» Task inputs:

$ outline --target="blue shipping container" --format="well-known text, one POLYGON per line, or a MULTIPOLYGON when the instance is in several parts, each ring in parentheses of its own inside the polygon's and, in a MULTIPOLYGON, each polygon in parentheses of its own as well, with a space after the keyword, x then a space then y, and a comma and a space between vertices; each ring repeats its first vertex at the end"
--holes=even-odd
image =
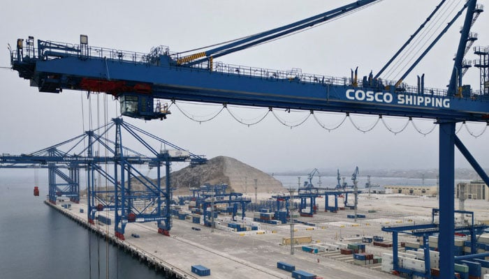
POLYGON ((277 268, 283 269, 286 271, 293 271, 295 270, 295 266, 287 264, 286 262, 277 262, 277 268))
POLYGON ((292 271, 292 278, 295 279, 316 279, 316 276, 304 271, 292 271))
POLYGON ((462 264, 469 266, 469 276, 474 277, 481 277, 482 270, 481 269, 481 264, 476 262, 461 261, 462 264))
POLYGON ((192 272, 199 276, 209 276, 210 275, 210 269, 200 264, 192 266, 192 272))

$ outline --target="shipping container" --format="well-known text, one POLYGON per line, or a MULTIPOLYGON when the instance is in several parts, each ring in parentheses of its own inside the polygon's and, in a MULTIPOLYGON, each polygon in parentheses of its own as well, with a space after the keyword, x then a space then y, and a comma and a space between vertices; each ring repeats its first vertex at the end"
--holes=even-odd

» Problem details: Reproduce every line of the records above verbatim, omitting the pictures.

» Answer to this exercise:
$ outline --target="blue shipping container" --format="well-known text, one POLYGON per line, or a MULTIPOLYGON when the instance is in several parts, each ring in parentheses of its own inside the polygon's and, in a MULTIPOLYGON, each polygon in parentheses of its own as well, with a space after the keyword, x then a space then y, and a comma and a space between vertices; each ring repeats its first vertex at the end"
--holes=even-odd
image =
POLYGON ((277 268, 283 269, 286 271, 293 271, 295 270, 295 266, 287 264, 286 262, 277 262, 277 268))
POLYGON ((292 271, 292 278, 295 279, 316 279, 316 276, 304 271, 292 271))
POLYGON ((462 264, 469 266, 469 276, 474 277, 481 277, 482 270, 481 269, 481 264, 476 262, 461 261, 462 264))
POLYGON ((192 272, 199 276, 209 276, 210 275, 210 269, 200 264, 192 266, 192 272))

$ outline --target="shipping container" --format="well-known text, one POLYGON per line, or a MULTIPOLYGON when the instance is in several parts, each ring in parentheses of its own inside the polygon's and, in a MULTIPOLYGON, each polygon in parentheses of its own as well, with a space after the keyword, x then a space then y, and a comma and a space between vertices; each ring repeats its first vertex at the end"
--holes=even-odd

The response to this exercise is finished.